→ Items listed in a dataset
** start **

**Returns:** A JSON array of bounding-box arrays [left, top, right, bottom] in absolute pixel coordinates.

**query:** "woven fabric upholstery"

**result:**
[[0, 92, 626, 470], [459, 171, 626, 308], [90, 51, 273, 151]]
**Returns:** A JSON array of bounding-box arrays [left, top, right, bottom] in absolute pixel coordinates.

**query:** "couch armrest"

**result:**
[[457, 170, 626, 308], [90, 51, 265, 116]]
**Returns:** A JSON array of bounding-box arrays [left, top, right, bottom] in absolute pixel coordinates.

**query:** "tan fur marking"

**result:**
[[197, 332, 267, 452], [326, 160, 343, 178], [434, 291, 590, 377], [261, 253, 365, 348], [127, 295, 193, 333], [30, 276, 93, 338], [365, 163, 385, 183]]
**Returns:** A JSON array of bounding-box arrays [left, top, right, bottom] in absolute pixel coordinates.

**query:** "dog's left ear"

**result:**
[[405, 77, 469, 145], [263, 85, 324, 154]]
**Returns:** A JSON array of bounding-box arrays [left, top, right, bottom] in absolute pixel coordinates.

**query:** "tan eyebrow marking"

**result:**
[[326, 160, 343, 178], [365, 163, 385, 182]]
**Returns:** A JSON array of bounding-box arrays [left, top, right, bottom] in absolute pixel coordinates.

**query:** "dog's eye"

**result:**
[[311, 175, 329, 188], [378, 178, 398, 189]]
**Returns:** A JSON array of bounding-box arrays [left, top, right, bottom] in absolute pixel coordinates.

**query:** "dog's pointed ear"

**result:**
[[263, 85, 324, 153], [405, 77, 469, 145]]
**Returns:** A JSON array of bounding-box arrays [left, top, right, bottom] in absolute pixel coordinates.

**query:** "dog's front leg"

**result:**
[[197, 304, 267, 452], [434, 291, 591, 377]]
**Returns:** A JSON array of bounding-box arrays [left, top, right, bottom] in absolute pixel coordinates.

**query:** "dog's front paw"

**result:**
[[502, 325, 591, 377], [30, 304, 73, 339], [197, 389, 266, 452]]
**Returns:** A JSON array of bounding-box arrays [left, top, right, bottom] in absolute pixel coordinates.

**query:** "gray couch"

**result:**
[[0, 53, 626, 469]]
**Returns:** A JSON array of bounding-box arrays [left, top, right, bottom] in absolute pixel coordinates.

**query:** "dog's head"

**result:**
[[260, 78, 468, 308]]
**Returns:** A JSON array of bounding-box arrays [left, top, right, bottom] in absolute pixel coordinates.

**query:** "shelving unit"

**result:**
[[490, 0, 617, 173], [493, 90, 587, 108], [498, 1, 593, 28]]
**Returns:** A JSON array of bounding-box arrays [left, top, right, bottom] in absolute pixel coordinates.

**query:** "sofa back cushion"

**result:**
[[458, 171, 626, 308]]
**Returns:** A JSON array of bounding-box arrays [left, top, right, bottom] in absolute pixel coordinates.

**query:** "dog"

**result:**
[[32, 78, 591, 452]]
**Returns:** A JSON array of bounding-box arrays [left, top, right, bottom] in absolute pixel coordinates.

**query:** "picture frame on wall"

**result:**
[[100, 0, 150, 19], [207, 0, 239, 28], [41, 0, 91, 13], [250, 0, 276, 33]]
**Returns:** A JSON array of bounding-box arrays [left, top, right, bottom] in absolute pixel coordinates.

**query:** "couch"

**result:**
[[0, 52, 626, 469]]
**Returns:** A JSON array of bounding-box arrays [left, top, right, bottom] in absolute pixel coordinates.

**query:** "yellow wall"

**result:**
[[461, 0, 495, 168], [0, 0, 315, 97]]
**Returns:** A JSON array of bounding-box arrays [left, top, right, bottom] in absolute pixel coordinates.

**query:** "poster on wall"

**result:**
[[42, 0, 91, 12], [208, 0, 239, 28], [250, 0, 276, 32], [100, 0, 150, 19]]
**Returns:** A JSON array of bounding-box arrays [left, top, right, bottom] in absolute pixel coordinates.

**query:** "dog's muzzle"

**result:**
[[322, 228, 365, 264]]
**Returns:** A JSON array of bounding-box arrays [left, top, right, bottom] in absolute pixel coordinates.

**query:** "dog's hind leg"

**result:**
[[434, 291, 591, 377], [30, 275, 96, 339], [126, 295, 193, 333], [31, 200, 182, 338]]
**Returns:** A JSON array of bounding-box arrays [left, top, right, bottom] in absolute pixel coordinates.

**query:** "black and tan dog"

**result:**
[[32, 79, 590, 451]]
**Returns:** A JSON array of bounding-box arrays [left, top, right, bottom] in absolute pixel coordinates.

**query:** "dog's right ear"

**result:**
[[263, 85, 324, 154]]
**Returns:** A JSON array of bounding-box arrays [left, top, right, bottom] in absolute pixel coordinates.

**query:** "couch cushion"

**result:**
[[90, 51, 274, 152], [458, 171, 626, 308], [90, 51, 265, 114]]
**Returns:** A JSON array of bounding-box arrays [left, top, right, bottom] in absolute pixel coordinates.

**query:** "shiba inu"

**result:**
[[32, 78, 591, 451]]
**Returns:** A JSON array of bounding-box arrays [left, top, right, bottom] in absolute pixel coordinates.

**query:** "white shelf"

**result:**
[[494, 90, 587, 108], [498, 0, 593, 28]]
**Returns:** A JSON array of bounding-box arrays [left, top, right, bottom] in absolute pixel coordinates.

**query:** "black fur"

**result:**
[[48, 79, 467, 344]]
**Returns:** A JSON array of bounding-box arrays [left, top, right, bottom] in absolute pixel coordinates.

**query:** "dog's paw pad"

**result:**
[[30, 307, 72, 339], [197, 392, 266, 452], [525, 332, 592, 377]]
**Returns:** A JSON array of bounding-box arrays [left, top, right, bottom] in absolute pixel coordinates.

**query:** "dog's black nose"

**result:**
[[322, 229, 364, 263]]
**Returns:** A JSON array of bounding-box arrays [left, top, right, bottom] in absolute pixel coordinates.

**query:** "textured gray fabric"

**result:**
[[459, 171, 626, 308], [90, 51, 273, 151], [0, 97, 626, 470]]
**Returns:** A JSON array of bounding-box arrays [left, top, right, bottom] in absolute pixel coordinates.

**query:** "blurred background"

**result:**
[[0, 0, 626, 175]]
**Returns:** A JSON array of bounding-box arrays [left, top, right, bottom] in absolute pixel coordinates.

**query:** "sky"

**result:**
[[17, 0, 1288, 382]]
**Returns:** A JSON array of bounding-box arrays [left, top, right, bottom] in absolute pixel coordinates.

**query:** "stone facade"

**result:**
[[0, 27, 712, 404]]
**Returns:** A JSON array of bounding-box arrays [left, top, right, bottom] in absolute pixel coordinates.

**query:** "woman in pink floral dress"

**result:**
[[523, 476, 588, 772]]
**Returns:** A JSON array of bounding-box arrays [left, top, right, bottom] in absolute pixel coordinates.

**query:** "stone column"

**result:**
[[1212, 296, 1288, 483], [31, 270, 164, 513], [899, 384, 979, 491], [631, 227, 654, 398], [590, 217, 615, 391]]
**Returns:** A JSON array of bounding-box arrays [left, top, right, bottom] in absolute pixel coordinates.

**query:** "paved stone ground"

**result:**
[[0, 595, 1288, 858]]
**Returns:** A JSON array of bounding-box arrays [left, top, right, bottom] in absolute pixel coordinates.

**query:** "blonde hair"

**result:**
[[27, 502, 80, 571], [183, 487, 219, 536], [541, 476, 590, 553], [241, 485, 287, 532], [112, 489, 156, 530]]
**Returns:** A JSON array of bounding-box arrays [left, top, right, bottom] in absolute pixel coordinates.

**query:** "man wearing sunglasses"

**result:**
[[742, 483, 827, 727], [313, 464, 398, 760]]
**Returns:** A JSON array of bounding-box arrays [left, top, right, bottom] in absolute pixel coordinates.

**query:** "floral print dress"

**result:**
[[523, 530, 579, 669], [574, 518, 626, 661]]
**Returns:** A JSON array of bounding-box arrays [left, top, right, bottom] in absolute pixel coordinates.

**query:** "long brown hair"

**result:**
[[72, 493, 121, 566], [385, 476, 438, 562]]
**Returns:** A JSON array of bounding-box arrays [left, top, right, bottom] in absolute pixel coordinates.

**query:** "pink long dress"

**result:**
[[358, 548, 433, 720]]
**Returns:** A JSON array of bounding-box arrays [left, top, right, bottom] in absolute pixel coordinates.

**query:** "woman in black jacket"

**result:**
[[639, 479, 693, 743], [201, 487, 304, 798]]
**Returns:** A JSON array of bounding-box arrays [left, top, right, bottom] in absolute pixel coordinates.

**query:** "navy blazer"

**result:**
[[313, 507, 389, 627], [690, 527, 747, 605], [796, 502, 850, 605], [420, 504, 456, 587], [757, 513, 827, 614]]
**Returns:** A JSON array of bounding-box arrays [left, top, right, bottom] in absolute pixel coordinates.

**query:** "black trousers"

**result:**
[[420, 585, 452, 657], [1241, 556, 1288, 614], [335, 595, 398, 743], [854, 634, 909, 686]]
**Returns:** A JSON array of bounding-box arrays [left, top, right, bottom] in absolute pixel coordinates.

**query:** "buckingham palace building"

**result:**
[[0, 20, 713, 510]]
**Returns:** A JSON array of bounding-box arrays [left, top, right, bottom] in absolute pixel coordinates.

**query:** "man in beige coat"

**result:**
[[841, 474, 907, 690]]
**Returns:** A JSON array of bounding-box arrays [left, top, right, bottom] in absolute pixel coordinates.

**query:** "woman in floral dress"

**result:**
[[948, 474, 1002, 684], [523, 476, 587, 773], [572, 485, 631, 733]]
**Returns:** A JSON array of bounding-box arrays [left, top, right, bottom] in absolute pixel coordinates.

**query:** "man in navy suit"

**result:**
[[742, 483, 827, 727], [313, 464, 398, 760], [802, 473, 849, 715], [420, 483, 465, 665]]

** end **

→ Objective
Output the material as a numbered list with blank lines omitted, starting at its first line and ending with the line that contains "[[263, 85, 324, 153], [405, 77, 469, 145]]", both included.

→ The reply
1. **Returns:** A JSON array of bounding-box arrays [left, top, right, bottom] in absolute pixel coordinates.
2. **query:** "woven fabric upholstery"
3. **result:**
4. [[0, 92, 626, 470], [459, 171, 626, 308], [90, 51, 273, 151]]
5. **Returns:** A JSON array of bounding-box arrays [left, top, right, bottom] in absolute pixel coordinates.
6. **query:** "couch armrest"
7. **result:**
8. [[457, 170, 626, 308], [90, 51, 265, 116]]
9. **Returns:** A JSON array of bounding-box arrays [left, top, right, bottom] in absolute pixel coordinates.
10. **query:** "tan fur marking"
11. **result:**
12. [[197, 332, 267, 452], [326, 160, 343, 178], [434, 291, 590, 377], [261, 253, 365, 348], [127, 295, 193, 333], [30, 276, 93, 338], [365, 163, 385, 183]]
13. **Returns:** A JSON array of bounding-box arrays [left, top, right, bottom] in absolute pixel coordinates.
14. **query:** "dog's left ear"
15. **result:**
16. [[405, 77, 469, 145], [263, 85, 324, 154]]
17. **Returns:** A JSON array of bounding-box arrays [left, top, right, bottom] in absolute pixel coordinates.
18. **query:** "tan eyebrow marking"
19. **result:**
20. [[326, 160, 343, 178], [365, 163, 385, 182]]
21. **Returns:** A JSON array of bounding-box arrays [left, top, right, bottom] in absolute pixel coordinates.
22. **query:** "dog's eye"
23. **result:**
24. [[311, 175, 329, 188], [378, 178, 398, 189]]
25. **Returns:** A JSON array of bounding-box arrays [left, top, right, bottom] in absolute pixel coordinates.
26. **query:** "dog's pointed ear"
27. **result:**
28. [[263, 85, 324, 153], [405, 77, 469, 145]]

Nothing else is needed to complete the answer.